● What needs to be done
Render all of the rows below as a two-column CSV with the header columns "prompt" and "answer", one line for each row, putting each field in double quotes and replacing any line breaks with spaces. Leave the pictures out of the CSV.

▼▼▼

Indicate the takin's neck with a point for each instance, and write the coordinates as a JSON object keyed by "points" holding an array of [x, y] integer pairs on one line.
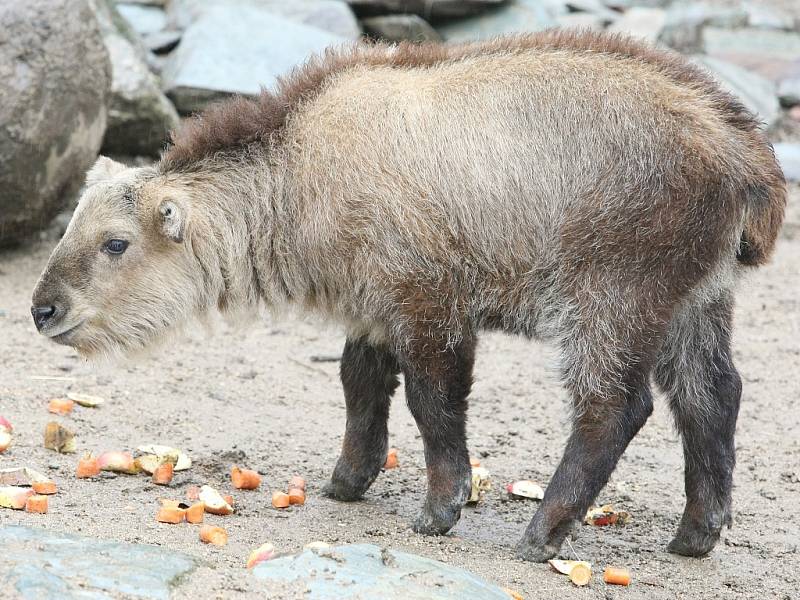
{"points": [[231, 233]]}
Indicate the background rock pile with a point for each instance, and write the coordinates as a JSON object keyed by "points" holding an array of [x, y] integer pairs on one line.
{"points": [[81, 76]]}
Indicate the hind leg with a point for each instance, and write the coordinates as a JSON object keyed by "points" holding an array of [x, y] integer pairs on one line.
{"points": [[369, 378], [695, 369], [600, 434]]}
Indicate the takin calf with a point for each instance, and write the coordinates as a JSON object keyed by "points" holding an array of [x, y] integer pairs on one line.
{"points": [[571, 187]]}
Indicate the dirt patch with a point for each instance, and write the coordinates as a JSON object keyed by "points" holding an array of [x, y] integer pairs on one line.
{"points": [[256, 397]]}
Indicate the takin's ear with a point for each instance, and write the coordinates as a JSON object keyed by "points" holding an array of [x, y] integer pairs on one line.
{"points": [[103, 169], [172, 220]]}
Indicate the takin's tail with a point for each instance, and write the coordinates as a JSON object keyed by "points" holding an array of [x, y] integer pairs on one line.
{"points": [[766, 203]]}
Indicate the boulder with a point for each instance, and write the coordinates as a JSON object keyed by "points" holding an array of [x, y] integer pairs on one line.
{"points": [[684, 23], [521, 16], [756, 93], [237, 51], [428, 9], [773, 54], [397, 28], [140, 115], [641, 22], [55, 76], [788, 155], [143, 19], [333, 16]]}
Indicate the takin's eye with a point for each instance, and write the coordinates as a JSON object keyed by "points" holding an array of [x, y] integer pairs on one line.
{"points": [[115, 247]]}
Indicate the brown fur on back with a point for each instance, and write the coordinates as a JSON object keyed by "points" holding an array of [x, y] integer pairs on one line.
{"points": [[242, 121]]}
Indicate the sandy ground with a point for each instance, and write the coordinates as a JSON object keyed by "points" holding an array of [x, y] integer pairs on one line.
{"points": [[256, 398]]}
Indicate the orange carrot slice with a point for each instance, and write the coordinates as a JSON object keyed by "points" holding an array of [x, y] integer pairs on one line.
{"points": [[60, 406], [297, 496], [36, 504], [280, 500], [245, 479], [391, 459], [213, 535], [617, 576], [44, 487], [163, 474], [194, 514]]}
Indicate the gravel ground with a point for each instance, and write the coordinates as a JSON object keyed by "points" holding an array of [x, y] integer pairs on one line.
{"points": [[254, 397]]}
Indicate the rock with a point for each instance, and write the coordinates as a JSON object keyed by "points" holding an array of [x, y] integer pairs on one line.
{"points": [[641, 22], [41, 564], [140, 116], [520, 16], [768, 17], [580, 21], [333, 16], [773, 54], [367, 571], [162, 42], [789, 92], [594, 7], [143, 19], [236, 52], [428, 9], [788, 155], [396, 28], [684, 23], [756, 92], [53, 95]]}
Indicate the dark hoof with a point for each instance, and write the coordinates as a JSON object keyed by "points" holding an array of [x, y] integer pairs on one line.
{"points": [[693, 544], [437, 522], [537, 553]]}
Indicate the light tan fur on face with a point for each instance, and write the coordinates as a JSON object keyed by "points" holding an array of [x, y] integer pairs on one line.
{"points": [[572, 187]]}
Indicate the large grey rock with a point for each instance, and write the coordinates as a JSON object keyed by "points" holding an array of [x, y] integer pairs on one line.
{"points": [[684, 23], [396, 28], [366, 571], [641, 22], [773, 54], [143, 19], [428, 9], [40, 564], [756, 93], [140, 115], [333, 16], [520, 16], [237, 52], [788, 155], [55, 77], [789, 92]]}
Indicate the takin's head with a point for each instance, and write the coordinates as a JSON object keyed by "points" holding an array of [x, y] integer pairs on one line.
{"points": [[124, 274]]}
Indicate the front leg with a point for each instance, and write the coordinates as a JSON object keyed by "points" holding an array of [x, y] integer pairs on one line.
{"points": [[438, 381], [369, 378]]}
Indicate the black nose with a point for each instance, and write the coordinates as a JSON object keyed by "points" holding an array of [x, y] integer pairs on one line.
{"points": [[42, 314]]}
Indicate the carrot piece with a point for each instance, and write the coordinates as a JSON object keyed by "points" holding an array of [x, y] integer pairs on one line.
{"points": [[280, 500], [194, 514], [391, 459], [213, 535], [297, 496], [170, 512], [44, 487], [60, 406], [163, 474], [245, 479], [36, 504], [5, 440], [87, 467], [617, 576]]}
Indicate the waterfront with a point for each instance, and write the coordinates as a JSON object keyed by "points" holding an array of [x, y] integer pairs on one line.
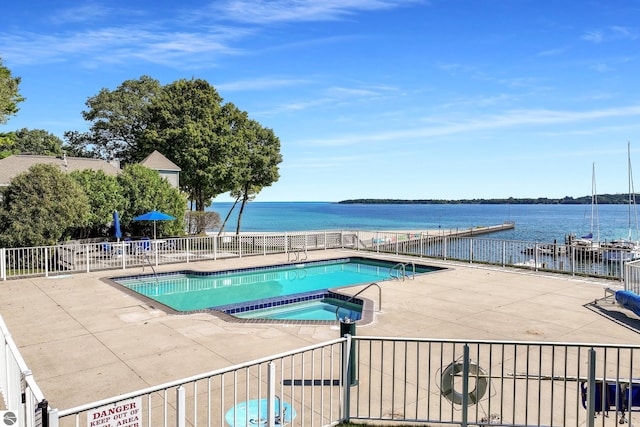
{"points": [[534, 223]]}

▲▲▲

● Solution for this exercise
prompt,answer
"Indicate the takin's neck with a point for each instance, and write the coordinates as a JSON object keyed by ""points"" holding an array of [x, y] integer pairs on one line.","{""points"": [[231, 233]]}"
"Indicate the background rock pile with a point for each instance, and write the coordinates as a JSON object keyed by ""points"" holding an array of [x, y] integer pairs on one line.","{""points"": [[81, 76]]}"
"Indicate the hind leg with a point for each instance, and write the coordinates as a JSON object keyed by ""points"" holding an array of [x, y] integer pairs on one line.","{""points"": [[369, 378], [695, 369], [600, 434]]}"
"Indicate the takin calf with a point for each instance, and write the coordinates as a JSON object keyed by ""points"" holding an array of [x, y] integer pairs on one line.","{""points"": [[571, 187]]}"
"Indicate the dirt patch with a point for each instance, and write the coordinates as a JSON object keyed by ""points"" holding an array of [x, y] integer pairs on one line.","{""points"": [[256, 397]]}"
"Indicate the takin's ear with a point for each instance, and write the coordinates as a JSON object keyed by ""points"" holding an array of [x, y] integer pairs on one line.","{""points"": [[103, 169], [172, 220]]}"
"Indicate the takin's tail with a point for each instance, and write the coordinates as a JSON object keyed by ""points"" holding an array of [x, y] integer pairs on one line.","{""points"": [[766, 203]]}"
"Indicate the boulder with a point for each instance, and write the coordinates as a JSON object keyed by ""points"" holding an array of [x, y] integer pairs on one line.","{""points"": [[684, 23], [521, 16], [756, 93], [237, 51], [428, 9], [773, 54], [397, 28], [140, 115], [641, 22], [55, 76], [788, 155], [143, 19], [333, 16]]}"
"Indicate the takin's eye with a point for each instance, and write the coordinates as a JSON object keyed by ""points"" holding an array of [x, y] integer pairs on one line.","{""points"": [[115, 247]]}"
"Indicate the brown fur on back with a point for each instance, and write the coordinates as a JSON object keyed by ""points"" holding an array of [x, y] integer pairs on one line.","{""points"": [[242, 121]]}"
"Indicate the sandy ground with a point for each instance, and write the coordinates as a JSON object keyed by ""points"" holding an array of [x, y] integer pairs on one line.","{""points"": [[256, 398]]}"
"Indicate the orange carrot slice with a point for each instance, and write the coordinates as a JSON object keyed by ""points"" holding an array of [x, y] integer pairs on one line.","{""points"": [[60, 406], [297, 496], [36, 504], [280, 500], [245, 479], [391, 459], [213, 535], [617, 576], [44, 487], [163, 474], [194, 514]]}"
"Indicate the gravel ground with a point for each instance, and write the coordinates as a JSON object keyed by ""points"" holding an array of [x, y] integer pairs on one line.","{""points"": [[254, 397]]}"
"Indicate the rock with a point for each instance, and write the coordinates as a JSON object keyed by ""points"" holding an array of [x, y] integer pairs on one line.","{""points"": [[641, 22], [41, 564], [140, 116], [520, 16], [768, 17], [580, 21], [333, 16], [773, 54], [367, 571], [162, 42], [789, 92], [594, 7], [143, 19], [236, 52], [428, 9], [788, 155], [396, 28], [684, 23], [756, 92], [53, 95]]}"
"Indicate the dark hoof with a point for each instance, and write the coordinates as a JSON object keyed by ""points"" holding an array of [x, y] integer pairs on one line.","{""points"": [[693, 544], [437, 522], [537, 553]]}"
"Indicate the light tan fur on face with a point for each instance, and write the coordinates as a JSON object keyed by ""points"" holding an array of [x, y] integer pairs on one line.","{""points"": [[572, 187]]}"
"Indicate the large grey rock with a point for each instance, and write the coordinates as a JSON object keyed by ""points"" holding an array of [x, y] integer pairs on one line.","{""points"": [[684, 23], [396, 28], [366, 571], [641, 22], [773, 54], [143, 19], [428, 9], [40, 564], [756, 93], [140, 115], [333, 16], [520, 16], [237, 52], [788, 155], [55, 77], [789, 92]]}"
"Indicate the takin's head with a point for each instance, and write the coordinates as a JSON object keyed by ""points"" holding an array of [x, y] integer pairs on one line.","{""points"": [[124, 274]]}"
"Indicate the front leg with a point for each instance, and write the coordinates as a JSON object keyed by ""points"" holding an array of [x, y] integer pairs on one line.","{""points"": [[438, 381], [369, 378]]}"
"Indicate the black nose with a point for each instance, and write the coordinates as a JSON object keyed by ""points"" holding an array of [x, y] integer pairs on one line.","{""points"": [[42, 314]]}"
"Indicate the carrot piece with a point for each instance, and write the coordinates as a JSON object keyed by ""points"" holding an array of [x, y] integer pairs on one line.","{""points"": [[280, 500], [194, 514], [391, 459], [213, 535], [297, 496], [170, 512], [44, 487], [60, 406], [163, 474], [245, 479], [36, 504], [5, 440], [87, 467], [617, 576]]}"
"Indicate the waterfront with a point for each instance, and write the coordinates as a JSON object keyed by ""points"" holding an array of [x, y] integer pairs on one line.","{""points"": [[534, 223]]}"